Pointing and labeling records

▬▬▬▬▬▬▬▬▬▬

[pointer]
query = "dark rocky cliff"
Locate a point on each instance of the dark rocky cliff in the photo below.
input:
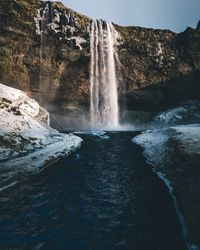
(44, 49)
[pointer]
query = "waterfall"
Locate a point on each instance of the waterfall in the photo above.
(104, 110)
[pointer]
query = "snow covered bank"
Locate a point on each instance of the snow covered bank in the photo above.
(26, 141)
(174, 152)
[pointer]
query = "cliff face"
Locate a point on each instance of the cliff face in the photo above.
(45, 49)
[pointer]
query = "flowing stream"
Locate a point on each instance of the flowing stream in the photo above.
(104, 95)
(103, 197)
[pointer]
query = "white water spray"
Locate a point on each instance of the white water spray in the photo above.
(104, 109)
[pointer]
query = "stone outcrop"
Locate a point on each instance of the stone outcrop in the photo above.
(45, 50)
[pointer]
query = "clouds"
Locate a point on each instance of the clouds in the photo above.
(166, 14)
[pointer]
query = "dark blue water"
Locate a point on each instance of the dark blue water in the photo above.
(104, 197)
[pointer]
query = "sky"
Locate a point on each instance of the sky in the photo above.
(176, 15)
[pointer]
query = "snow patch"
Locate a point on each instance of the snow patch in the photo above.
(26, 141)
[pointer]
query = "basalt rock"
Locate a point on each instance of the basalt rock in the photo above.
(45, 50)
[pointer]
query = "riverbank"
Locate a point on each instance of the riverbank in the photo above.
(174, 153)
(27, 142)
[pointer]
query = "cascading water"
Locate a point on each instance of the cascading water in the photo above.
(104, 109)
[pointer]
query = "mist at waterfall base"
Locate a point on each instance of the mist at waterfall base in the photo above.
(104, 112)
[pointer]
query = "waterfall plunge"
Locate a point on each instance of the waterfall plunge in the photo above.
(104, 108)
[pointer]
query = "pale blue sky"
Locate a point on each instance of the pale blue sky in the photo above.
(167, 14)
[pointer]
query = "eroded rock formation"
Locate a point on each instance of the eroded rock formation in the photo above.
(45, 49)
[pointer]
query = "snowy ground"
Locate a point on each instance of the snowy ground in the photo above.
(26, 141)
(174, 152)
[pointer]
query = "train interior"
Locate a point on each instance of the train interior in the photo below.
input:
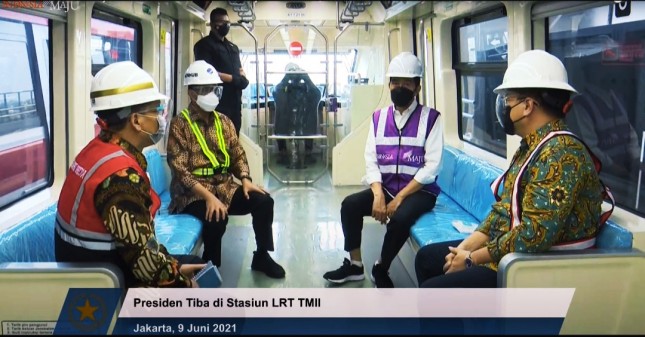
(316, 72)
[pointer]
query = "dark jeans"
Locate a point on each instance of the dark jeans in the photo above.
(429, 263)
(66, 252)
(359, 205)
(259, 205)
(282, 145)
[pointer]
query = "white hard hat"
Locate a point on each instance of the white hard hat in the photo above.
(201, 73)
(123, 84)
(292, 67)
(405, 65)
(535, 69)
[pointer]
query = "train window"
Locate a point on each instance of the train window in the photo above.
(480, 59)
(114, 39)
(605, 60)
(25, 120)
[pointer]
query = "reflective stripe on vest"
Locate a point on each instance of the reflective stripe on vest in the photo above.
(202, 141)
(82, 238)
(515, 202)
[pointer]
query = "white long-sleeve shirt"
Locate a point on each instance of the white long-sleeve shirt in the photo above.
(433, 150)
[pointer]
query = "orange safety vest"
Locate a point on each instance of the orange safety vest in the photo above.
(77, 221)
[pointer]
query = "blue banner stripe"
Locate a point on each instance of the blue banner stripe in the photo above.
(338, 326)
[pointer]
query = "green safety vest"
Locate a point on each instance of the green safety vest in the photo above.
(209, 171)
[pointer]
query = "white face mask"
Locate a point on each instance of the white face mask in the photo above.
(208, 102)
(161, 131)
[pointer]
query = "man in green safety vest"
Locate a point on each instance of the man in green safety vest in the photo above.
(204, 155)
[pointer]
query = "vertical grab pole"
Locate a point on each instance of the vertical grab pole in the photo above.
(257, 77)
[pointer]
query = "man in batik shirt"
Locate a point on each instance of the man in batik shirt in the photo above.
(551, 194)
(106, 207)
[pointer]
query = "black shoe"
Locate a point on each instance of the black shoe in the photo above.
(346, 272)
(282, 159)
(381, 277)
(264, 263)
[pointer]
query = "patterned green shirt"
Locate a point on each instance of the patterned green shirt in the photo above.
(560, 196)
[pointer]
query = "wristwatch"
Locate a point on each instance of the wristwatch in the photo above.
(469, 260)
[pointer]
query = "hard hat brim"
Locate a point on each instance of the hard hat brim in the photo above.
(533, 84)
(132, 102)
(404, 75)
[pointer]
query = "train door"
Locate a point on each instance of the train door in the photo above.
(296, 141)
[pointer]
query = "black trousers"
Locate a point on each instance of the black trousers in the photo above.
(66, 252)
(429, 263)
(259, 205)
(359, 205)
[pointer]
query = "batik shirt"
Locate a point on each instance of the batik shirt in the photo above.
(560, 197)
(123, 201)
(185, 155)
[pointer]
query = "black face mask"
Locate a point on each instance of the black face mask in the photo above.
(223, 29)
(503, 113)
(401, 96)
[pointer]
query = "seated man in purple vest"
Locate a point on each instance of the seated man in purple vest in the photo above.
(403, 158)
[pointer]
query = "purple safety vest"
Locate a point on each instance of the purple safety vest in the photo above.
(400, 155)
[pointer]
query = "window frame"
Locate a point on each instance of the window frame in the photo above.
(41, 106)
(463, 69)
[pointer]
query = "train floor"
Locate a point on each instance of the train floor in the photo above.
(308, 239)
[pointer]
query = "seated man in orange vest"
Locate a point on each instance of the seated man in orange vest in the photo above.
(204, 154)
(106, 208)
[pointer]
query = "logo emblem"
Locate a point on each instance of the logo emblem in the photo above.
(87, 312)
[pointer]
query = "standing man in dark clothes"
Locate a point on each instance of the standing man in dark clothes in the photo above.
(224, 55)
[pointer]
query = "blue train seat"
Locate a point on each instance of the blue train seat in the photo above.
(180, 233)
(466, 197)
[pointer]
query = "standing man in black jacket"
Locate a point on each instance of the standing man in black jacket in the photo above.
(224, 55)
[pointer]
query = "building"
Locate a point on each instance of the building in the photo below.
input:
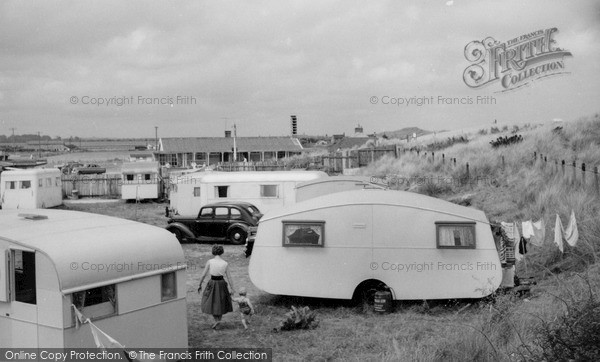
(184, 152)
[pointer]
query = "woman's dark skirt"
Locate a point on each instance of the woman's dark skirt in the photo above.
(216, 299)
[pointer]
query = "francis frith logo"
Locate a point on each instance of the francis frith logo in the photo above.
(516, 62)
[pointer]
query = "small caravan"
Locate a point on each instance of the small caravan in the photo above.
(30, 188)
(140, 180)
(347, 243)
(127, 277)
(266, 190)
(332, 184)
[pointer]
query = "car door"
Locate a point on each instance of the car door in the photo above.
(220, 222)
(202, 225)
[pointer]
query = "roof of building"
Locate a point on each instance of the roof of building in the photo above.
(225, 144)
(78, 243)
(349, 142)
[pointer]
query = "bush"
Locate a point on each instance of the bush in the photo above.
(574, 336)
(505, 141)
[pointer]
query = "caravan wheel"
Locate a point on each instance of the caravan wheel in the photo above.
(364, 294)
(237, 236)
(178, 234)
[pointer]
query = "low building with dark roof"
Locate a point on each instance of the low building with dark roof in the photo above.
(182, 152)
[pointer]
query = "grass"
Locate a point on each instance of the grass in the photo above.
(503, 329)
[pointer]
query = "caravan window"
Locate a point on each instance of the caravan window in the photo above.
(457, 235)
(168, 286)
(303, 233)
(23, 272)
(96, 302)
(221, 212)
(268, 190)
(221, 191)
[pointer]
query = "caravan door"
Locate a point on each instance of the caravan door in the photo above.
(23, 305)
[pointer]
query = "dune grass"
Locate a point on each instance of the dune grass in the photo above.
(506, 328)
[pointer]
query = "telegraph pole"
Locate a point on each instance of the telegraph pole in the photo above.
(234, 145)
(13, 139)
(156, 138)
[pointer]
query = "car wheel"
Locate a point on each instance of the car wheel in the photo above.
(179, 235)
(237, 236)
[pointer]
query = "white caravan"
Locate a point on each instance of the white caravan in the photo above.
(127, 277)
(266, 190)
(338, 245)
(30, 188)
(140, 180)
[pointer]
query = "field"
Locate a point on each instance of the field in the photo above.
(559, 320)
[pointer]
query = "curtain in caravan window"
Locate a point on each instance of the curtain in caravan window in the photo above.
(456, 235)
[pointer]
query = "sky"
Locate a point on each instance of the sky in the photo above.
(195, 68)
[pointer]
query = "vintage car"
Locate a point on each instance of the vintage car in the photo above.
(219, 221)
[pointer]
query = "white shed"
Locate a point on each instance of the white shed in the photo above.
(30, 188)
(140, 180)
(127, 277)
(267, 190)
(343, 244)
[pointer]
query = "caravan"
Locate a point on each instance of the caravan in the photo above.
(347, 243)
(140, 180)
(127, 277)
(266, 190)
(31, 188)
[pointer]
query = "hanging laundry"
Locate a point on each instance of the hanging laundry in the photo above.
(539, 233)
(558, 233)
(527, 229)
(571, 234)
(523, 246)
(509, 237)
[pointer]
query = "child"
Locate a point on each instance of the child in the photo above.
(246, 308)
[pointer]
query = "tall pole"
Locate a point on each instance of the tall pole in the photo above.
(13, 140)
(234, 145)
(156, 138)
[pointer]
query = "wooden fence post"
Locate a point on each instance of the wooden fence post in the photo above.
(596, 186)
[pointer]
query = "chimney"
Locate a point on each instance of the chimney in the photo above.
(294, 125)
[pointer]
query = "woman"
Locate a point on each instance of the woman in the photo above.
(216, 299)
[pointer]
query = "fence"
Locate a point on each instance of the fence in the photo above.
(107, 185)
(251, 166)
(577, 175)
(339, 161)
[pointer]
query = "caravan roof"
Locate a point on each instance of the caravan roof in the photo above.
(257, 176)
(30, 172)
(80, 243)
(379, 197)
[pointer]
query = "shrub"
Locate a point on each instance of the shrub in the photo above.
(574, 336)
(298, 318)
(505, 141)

▬▬▬▬▬▬▬▬▬▬

### To do
Return every line of the records above that contains the string "green", matching case exactly.

### Response to the task
query = "green safety vest"
Locate a point on each instance of the green safety vest in the photo above.
query = "man in green safety vest"
Locate a point on each instance of the man in green safety vest in the photo above.
query = "patterned green shirt"
Locate a point on each instance of the patterned green shirt in the photo above.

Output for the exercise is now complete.